§ **Selected excerpt**:
Re: Materialized views WIP patch - Mailing list pgsql-hackers

From Kevin Grittner
Subject Re: Materialized views WIP patch
Date
Msg-id 1362520312.80777.YahooMailNeo@web162903.mail.bf1.yahoo.com
Whole thread Raw
In response to Re: Materialized views WIP patch  (Robert Haas <robertmhaas@gmail.com>)
Responses Re: Materialized views WIP patch  (Nicolas Barbier <nicolas.barbier@gmail.com>)
List pgsql-hackers
Robert Haas <robertmhaas@gmail.com> wrote:

> All that having been said, it's hard for me to imagine that
> anyone really cares about any of this until we have an
> incremental update feature, which right now we don't.

These are actually independent of one another, as long as we nail
down how we're determining "freshness" -- which is probably needed
for either.  Someone who's immersed in tuning long-running DW
queries might be interested in this before incremental update.

§ **Instruction a**: Copy out the records word for word, from the line with "Place one keypoint on each instance of the black" through the last line of the records.
The mailing list post has no connection to the records that follow it.

§ **Input material**:
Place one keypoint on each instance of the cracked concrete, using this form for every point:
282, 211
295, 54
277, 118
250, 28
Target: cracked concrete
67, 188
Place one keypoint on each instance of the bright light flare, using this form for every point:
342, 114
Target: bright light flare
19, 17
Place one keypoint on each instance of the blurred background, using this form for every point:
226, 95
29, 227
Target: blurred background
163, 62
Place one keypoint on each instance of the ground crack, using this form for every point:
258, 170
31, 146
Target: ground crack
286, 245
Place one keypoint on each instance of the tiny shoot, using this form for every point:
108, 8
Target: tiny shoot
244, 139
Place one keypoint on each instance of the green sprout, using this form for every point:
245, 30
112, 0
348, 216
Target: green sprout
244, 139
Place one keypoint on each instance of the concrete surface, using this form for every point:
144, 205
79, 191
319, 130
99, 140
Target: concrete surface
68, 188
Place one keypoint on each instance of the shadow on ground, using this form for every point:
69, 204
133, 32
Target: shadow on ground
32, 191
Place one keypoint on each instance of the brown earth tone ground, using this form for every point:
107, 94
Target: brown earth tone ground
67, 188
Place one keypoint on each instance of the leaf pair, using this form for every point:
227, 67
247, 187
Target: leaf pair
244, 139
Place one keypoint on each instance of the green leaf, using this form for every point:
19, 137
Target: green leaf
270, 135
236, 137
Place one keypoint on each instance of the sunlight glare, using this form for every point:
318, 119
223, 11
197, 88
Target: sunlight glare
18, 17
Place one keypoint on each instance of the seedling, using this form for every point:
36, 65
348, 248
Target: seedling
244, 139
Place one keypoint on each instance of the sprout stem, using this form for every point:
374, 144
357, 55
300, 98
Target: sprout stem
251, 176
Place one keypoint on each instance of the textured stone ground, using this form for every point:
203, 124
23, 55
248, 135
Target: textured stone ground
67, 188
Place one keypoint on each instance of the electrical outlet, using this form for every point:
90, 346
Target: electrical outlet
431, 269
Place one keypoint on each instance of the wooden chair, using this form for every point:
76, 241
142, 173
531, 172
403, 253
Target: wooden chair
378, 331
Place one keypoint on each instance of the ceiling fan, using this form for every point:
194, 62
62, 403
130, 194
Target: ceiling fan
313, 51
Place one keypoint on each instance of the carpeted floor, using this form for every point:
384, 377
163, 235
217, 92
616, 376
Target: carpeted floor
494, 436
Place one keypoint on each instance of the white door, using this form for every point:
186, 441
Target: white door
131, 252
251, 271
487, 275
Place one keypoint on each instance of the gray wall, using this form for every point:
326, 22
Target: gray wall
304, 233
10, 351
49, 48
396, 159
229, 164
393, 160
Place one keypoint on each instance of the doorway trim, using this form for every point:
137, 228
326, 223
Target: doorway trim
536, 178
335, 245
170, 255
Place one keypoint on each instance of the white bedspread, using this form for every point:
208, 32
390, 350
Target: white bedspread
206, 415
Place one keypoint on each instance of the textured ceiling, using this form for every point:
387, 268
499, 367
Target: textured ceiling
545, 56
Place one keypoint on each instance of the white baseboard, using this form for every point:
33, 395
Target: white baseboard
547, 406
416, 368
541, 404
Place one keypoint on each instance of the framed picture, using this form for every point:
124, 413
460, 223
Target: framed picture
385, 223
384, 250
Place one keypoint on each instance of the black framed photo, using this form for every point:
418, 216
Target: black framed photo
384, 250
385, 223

§ **Instruction b**:
Answer these questions about the mailing list post, one per line:
(i) Who wrote the reply?
(ii) According to the quoted message, what feature is missing right now?
(iii) Who might care about this before that feature exists?

§ **Correct output a**:
Place one keypoint on each instance of the black framed photo, using this form for every point:
418, 216
Target: black framed photo
384, 250
385, 223

§ **Correct output b**:
(i) Kevin Grittner
(ii) An incremental update feature
(iii) Someone who's immersed in tuning long-running DW queries